## Given records
------------------------------------------------------------

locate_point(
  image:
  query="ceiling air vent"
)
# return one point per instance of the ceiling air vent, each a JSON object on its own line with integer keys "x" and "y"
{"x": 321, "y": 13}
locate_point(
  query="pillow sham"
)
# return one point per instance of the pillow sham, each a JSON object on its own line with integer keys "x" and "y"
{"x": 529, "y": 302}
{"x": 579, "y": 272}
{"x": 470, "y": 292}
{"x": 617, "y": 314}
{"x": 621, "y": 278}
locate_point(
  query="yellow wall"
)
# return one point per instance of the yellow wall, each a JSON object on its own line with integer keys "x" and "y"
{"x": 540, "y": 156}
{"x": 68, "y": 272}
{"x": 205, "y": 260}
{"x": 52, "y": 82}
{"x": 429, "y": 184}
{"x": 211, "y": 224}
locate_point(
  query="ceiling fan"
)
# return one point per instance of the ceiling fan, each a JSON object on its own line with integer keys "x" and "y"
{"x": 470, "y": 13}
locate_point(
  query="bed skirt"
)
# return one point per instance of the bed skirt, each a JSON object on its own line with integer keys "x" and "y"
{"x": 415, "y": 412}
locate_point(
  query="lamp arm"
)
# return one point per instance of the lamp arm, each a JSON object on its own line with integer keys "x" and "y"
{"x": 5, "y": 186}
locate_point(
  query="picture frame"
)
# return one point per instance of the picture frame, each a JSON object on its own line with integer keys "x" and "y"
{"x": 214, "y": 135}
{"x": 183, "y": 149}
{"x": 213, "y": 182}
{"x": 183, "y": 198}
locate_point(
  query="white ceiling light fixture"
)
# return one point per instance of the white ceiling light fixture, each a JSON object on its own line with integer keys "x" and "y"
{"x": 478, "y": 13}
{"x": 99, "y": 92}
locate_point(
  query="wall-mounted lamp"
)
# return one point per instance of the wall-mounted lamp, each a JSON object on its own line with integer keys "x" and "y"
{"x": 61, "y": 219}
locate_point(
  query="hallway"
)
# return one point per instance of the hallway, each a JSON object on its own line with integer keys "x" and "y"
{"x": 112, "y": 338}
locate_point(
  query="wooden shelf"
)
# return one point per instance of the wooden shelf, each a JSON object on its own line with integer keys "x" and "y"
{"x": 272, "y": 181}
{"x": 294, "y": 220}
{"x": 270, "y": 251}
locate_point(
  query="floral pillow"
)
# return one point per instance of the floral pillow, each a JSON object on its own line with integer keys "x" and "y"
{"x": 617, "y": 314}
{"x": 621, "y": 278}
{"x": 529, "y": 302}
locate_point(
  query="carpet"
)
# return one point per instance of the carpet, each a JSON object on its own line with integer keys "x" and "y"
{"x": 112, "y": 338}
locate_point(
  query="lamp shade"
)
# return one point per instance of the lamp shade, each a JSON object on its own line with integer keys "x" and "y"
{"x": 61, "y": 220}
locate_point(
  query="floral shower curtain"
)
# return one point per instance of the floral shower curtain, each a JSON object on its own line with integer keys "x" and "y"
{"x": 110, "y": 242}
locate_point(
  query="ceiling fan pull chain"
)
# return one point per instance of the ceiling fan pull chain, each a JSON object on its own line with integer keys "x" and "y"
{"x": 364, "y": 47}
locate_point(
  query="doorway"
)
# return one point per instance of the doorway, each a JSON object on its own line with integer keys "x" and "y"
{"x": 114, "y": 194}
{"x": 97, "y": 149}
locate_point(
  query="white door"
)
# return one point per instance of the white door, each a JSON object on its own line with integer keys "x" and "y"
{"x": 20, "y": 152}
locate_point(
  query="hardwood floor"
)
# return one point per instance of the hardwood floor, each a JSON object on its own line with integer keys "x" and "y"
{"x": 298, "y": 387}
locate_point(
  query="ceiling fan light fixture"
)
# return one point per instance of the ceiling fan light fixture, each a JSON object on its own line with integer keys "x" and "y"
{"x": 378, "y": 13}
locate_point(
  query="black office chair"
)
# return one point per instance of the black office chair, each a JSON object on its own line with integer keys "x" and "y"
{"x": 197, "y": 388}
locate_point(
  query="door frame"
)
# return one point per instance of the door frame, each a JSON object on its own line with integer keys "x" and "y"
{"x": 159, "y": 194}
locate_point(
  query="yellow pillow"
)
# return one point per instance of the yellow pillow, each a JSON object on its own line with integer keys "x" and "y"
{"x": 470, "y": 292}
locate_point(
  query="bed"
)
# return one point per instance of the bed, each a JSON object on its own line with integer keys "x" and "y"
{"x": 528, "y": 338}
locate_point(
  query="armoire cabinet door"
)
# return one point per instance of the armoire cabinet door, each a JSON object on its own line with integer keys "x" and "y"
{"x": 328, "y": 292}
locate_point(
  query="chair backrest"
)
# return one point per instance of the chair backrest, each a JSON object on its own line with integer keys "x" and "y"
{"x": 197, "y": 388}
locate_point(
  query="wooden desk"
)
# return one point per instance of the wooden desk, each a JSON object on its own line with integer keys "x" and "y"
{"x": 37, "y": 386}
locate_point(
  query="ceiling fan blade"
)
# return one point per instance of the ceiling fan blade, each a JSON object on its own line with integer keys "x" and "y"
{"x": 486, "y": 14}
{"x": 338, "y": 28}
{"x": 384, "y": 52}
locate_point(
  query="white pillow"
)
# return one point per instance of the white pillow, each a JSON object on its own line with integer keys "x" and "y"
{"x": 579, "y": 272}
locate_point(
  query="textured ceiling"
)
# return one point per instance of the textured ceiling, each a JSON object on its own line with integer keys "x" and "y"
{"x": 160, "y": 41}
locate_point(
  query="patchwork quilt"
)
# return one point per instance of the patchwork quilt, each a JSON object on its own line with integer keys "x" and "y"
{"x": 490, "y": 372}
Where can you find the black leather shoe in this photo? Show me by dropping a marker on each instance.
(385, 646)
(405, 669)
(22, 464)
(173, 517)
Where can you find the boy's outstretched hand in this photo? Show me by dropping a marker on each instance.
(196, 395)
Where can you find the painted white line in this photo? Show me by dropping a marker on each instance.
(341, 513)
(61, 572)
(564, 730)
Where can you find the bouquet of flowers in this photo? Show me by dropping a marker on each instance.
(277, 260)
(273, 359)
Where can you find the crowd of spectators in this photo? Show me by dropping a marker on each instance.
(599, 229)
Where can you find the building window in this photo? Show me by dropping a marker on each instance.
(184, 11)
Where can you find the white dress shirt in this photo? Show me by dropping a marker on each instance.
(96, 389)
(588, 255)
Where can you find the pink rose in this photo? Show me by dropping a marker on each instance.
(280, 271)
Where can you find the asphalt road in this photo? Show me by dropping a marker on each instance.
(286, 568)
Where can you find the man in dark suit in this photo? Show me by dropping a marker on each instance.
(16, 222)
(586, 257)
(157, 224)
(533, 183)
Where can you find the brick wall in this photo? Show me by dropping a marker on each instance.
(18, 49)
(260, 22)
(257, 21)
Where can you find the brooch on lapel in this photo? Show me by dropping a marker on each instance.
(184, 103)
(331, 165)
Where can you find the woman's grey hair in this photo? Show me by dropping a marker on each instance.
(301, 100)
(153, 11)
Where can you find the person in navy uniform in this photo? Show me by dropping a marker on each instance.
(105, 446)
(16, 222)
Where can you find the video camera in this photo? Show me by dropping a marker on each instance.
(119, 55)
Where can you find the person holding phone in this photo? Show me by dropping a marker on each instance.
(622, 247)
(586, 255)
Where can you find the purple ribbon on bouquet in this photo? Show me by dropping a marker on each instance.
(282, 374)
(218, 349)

------------------------------------------------------------

## What the task requires
All lines from the one with "Where can you find the brooch" to the end of the material above should be copied exactly, both ends included, and nothing else.

## Written solution
Where can you find the brooch on lapel in this photo? Show me by dropping a marker on each instance.
(184, 103)
(331, 165)
Where can you find the woman's grey hair in this photo? Show me by dropping a marker on each instance.
(301, 100)
(153, 11)
Where can you find the person in navy uniform in this photo? Show me by dropping a marker on each instance.
(105, 446)
(16, 222)
Where can you find the video camera in this photo? Show me by dropping a marker on each instance.
(119, 55)
Where can you find the person holding phone in this photo? Show me by dropping a marker on each instance.
(622, 247)
(586, 255)
Where can you find the purple ribbon on bouquet in this photo? Show me by dropping a marker on each instance.
(282, 374)
(218, 349)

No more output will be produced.